## Your task
Starting at the line that contains "Can you find the tree", write out every line through the last one in the records below, word for word. Leave out any pictures.

## Data to use
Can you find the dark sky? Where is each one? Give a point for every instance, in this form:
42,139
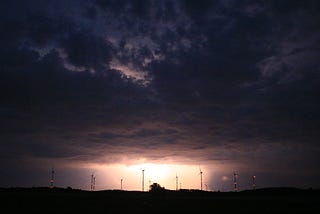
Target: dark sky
216,83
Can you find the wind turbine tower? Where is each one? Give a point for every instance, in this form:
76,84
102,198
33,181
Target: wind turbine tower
235,175
143,180
93,182
52,177
200,178
253,182
176,182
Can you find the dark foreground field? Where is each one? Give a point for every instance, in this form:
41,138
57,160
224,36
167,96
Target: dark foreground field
58,200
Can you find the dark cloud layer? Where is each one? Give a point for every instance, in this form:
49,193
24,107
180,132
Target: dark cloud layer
224,80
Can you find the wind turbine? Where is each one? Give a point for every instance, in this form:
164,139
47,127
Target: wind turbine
200,178
176,182
143,180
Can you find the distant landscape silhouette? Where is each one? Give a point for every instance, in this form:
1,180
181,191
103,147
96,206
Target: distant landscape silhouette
68,200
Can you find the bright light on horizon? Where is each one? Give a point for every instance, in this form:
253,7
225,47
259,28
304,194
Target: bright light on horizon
109,176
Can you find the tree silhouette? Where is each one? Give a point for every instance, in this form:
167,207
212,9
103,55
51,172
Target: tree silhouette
155,187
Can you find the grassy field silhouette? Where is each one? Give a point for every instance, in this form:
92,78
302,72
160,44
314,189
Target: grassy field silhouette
67,200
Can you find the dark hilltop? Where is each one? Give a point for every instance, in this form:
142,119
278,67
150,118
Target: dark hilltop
68,200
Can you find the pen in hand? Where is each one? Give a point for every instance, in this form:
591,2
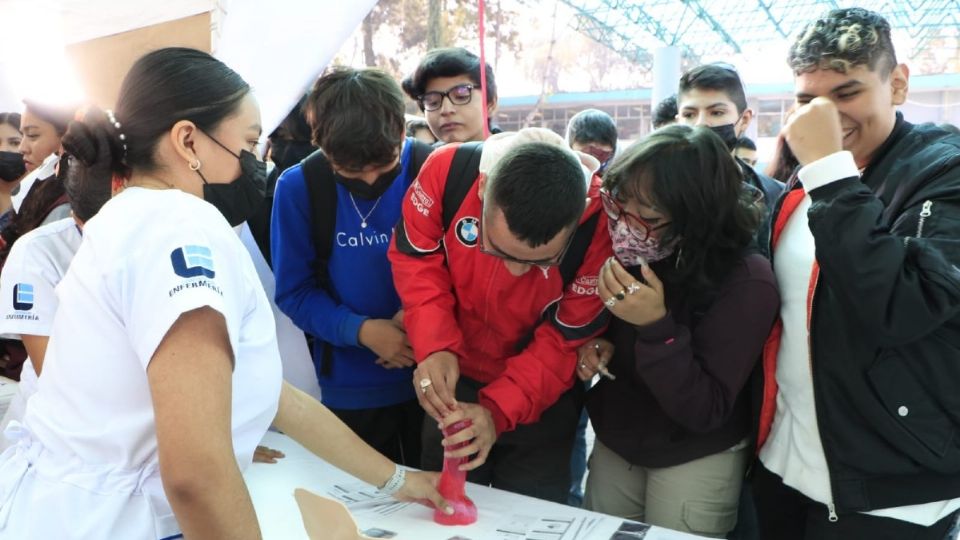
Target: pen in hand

## Output for this exercise
Can you find the tree silhouette? Where is each one? Give a point for every instance, in this form:
167,207
212,9
103,55
51,172
Target: tree silhouette
155,187
Can you find the grassy field silhouette? Where is each one? Give a point for every instance, in this form:
92,78
302,72
160,44
314,189
Target: grassy field silhouette
67,200
Can you find the dark hilltop? Where is each one? Give a point for every instance, in this form:
142,119
278,67
150,118
Target: dark hilltop
68,200
Can you find the pen in hand? Where is each one? Give a point for every instance, in this form:
591,2
Target: pen in hand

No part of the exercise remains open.